**Your goal**
For the entries below, print exactly the lines between the line holding "Query: white cloud" and the line holding "Query: green tree", inclusive, and nothing else.

**Record extracts**
================================

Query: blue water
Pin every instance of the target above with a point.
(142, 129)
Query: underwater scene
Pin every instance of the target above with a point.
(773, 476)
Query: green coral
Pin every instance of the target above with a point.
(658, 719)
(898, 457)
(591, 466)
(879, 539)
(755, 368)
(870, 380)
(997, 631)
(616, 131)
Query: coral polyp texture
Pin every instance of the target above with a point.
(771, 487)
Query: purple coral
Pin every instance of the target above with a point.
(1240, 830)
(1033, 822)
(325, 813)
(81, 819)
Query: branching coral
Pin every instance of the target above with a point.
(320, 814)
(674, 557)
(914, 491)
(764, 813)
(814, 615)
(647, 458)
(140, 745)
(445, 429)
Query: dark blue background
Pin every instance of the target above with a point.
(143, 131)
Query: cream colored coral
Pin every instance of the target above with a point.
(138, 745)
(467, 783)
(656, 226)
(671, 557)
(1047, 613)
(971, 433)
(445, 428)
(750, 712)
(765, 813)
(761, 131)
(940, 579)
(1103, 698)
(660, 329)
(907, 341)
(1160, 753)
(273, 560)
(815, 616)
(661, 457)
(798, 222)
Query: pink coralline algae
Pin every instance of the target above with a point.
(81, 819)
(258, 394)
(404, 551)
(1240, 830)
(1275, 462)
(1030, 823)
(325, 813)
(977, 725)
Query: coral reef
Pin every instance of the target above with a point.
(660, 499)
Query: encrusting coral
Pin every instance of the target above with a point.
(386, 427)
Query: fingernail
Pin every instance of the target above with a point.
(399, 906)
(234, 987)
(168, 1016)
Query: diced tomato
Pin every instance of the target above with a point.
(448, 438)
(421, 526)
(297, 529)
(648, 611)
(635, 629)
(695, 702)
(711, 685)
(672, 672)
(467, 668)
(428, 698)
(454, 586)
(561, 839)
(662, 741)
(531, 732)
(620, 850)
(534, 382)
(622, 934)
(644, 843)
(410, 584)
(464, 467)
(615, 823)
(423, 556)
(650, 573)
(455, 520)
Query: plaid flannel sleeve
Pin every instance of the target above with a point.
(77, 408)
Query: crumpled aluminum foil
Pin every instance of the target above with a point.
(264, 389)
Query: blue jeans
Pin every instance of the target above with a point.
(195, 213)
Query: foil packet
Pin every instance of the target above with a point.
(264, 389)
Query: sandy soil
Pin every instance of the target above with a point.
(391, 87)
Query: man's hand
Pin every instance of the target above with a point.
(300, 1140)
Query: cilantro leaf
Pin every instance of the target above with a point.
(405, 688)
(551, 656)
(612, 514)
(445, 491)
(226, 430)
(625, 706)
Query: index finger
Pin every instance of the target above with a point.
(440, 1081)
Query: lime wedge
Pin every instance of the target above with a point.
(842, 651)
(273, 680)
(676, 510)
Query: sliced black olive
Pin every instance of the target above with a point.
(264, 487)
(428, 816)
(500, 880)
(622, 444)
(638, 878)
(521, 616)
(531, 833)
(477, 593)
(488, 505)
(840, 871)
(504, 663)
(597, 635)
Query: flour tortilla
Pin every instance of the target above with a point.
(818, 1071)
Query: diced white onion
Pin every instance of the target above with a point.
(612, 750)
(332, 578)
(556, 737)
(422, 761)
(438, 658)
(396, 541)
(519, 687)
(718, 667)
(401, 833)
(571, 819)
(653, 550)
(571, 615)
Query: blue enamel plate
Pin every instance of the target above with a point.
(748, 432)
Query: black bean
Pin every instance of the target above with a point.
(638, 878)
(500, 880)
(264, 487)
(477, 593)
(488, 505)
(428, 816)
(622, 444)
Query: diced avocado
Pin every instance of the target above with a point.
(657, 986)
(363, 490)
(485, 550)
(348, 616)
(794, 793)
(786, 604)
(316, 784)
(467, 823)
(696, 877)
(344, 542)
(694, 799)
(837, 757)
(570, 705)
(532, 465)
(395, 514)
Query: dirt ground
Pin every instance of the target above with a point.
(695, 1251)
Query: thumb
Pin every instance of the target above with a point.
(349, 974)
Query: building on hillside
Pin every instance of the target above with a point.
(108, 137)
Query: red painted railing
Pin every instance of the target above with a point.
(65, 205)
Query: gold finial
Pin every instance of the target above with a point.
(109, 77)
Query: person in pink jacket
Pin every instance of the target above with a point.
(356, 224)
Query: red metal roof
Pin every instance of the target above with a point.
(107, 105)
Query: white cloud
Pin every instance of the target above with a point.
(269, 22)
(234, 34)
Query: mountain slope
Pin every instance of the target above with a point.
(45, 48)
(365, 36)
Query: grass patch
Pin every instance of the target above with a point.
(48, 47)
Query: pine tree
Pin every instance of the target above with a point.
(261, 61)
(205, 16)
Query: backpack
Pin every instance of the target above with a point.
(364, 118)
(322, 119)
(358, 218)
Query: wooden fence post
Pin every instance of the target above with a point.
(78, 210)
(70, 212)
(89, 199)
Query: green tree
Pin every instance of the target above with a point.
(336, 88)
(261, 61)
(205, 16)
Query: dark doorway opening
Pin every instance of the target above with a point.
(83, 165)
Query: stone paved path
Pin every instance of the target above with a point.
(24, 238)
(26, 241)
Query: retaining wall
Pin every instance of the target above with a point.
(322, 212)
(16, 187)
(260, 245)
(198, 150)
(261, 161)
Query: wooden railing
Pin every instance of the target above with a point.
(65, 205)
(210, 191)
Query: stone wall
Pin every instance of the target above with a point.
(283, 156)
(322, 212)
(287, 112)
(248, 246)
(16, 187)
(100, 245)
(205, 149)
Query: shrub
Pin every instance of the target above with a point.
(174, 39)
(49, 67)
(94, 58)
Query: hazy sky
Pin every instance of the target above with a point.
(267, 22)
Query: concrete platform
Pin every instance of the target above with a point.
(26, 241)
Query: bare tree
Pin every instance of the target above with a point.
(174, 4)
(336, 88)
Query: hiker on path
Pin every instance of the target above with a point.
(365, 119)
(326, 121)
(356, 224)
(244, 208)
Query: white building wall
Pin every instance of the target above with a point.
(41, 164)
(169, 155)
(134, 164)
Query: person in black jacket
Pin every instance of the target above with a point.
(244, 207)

================================

**Output below**
Query: white cloud
Pin every instance of the target above with a point.
(269, 22)
(234, 34)
Query: mountain slope
Pin every instance of the target above with a point.
(45, 48)
(365, 36)
Query: grass patch
Pin every instance of the target above with a point.
(48, 47)
Query: pine tree
Pin every instance of the target above with a point.
(261, 61)
(205, 16)
Query: backpack
Pin every instance of the target above with a point.
(364, 118)
(322, 119)
(358, 218)
Query: wooden fence post
Pin every instance of the target above with a point.
(78, 210)
(70, 212)
(89, 199)
Query: green tree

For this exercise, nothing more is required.